**** 読解用の抜粋

ふく子先生には、「佳子さん、あなた90才の役をやりたいの?」って驚かれました。女優というものは、少しでも若く見せたい、年をとっても、もうちょっと若い年代の役をやりたいと言うのが普通なのに、って。「自分から『九十歳』というタイトルの舞台をやりたい、というその心意気。引き受けましょう。佐藤先生に恥をかかせることのない、できる限りの演出をして、良い舞台にするわ」。すでに受けておられた仕事を横に置いてもやる、と言ってくださいました。
ふく子先生のお返事もいただけたので、もう一度、愛子先生に電話して、「そういうことですので、やらせていただけますか」とお願いしたら、快く「どうぞ」って。

********
**** 資料の区分

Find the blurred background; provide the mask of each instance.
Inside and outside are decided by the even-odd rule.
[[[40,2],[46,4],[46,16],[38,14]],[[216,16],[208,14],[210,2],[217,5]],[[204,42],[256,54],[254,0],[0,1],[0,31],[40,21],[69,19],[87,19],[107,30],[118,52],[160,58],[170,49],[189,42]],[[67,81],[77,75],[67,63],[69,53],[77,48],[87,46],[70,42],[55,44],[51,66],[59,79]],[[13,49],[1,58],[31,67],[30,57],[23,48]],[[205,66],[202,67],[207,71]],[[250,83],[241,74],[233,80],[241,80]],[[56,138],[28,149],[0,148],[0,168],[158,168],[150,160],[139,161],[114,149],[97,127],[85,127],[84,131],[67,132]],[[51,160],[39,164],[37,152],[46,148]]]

********

課題の目的 » 舞台『九十歳』をめぐる文章から、「ふく子先生には、「佳子さん、」と「したら、快く「どうぞ」って。」の間を、その両方の語句も含めて一字一句たがえずに書き写すこと。

演習の結果 »
ふく子先生には、「佳子さん、あなた90才の役をやりたいの?」って驚かれました。女優というものは、少しでも若く見せたい、年をとっても、もうちょっと若い年代の役をやりたいと言うのが普通なのに、って。「自分から『九十歳』というタイトルの舞台をやりたい、というその心意気。引き受けましょう。佐藤先生に恥をかかせることのない、できる限りの演出をして、良い舞台にするわ」。すでに受けておられた仕事を横に置いてもやる、と言ってくださいました。
ふく子先生のお返事もいただけたので、もう一度、愛子先生に電話して、「そういうことですので、やらせていただけますか」とお願いしたら、快く「どうぞ」って。